(TEXTAUSZUG):
►

Parlamentarische Initiative Limitierte Anzahl Sonntagsverkäufe ohne Restriktionen Bericht vom 24. April 2007 der Kommission für Wirtschaft und Abgaben des Nationalrates Stellungnahme des Bundesrates vom 30. Mai 2007

Sehr geehrter Herr Präsident Sehr geehrte Damen und Herren Zum Bericht vom 24. April 2007 der Kommission für Wirtschaft und Abgaben des Nationalrates betreffend limitierte Anzahl Sonntagsverkäufe ohne Restriktionen nehmen wir nach Artikel 112 Absatz 3 des Parlamentsgesetzes nachfolgend Stellung.

Wir versichern Sie, sehr geehrter Herr Präsident, sehr geehrte Damen und Herren, unserer vorzüglichen Hochachtung.

30. Mai 2007

Im Namen des Schweizerischen Bundesrates Die Bundespräsidentin: Micheline Calmy-Rey Die Bundeskanzlerin: Annemarie Huber-Hotz

2007-1171

4269

Stellungnahme 1

Ausgangslage

Der Nationalrat Kurt Wasserfallen reichte am 17. Dezember 2003 eine parlamentarische Initiative ein mit dem Ziel, im Arbeitsgesetz (ArG) vorübergehende Sonntagsarbeit für bis zu vier Sonntagsverkäufe, insbesondere sogenannte Weihnachtsverkäufe, ohne Bedürfnisnachweis zuzulassen. Die Kantone sollen in diesem Rahmen die Anzahl Sonntage pro Jahr bestimmen. Die Auflagen des Lohnzuschlages sowie das Einverständnis der Arbeitnehmerinnen und Arbeitnehmer sollen jedoch weiterhin gelten.

◄

(ROHDATEN):
►

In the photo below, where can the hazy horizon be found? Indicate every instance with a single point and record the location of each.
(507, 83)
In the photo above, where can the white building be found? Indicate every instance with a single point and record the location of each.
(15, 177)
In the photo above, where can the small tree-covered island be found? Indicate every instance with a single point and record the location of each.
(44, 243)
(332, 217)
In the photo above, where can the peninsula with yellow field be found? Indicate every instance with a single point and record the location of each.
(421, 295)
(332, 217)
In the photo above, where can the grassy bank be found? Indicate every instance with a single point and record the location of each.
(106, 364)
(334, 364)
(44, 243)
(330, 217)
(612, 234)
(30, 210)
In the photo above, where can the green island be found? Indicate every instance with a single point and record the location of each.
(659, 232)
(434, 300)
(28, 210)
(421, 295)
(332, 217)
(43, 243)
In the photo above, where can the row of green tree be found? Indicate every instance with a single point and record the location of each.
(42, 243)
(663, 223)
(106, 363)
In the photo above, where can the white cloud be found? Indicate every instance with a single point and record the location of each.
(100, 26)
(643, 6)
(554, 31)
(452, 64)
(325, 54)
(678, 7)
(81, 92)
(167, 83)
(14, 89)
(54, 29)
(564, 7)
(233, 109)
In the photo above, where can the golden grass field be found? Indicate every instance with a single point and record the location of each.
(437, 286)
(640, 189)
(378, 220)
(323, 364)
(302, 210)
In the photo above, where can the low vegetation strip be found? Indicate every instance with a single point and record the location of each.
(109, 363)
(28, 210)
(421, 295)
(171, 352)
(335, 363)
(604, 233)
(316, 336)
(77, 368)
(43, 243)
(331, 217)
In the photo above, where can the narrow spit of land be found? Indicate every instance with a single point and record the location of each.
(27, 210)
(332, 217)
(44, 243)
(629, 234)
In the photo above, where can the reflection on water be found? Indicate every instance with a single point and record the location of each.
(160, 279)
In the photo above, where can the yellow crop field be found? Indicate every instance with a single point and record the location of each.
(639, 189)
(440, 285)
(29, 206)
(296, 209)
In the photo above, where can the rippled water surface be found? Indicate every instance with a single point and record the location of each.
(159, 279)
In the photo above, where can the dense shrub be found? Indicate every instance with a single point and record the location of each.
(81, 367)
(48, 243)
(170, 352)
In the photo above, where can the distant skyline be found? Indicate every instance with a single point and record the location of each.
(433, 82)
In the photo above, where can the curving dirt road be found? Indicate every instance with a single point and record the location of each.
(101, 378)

◄

(AUFGABEN):
a) Liste sämtliche Personen auf, die im Textauszug mit Vor- und Nachnamen genannt werden.
b) Gib aus dem Textauszug den Abschnitt von „Parlamentarische Initiative Limitierte“ bis einschließlich „Parlamentsgesetzes nachfolgend Stellung.“ wortgetreu aus.

(LÖSUNGEN):
a)
Kurt Wasserfallen
Micheline Calmy-Rey
Annemarie Huber-Hotz

b)
Parlamentarische Initiative Limitierte Anzahl Sonntagsverkäufe ohne Restriktionen Bericht vom 24. April 2007 der Kommission für Wirtschaft und Abgaben des Nationalrates Stellungnahme des Bundesrates vom 30. Mai 2007

Sehr geehrter Herr Präsident Sehr geehrte Damen und Herren Zum Bericht vom 24. April 2007 der Kommission für Wirtschaft und Abgaben des Nationalrates betreffend limitierte Anzahl Sonntagsverkäufe ohne Restriktionen nehmen wir nach Artikel 112 Absatz 3 des Parlamentsgesetzes nachfolgend Stellung.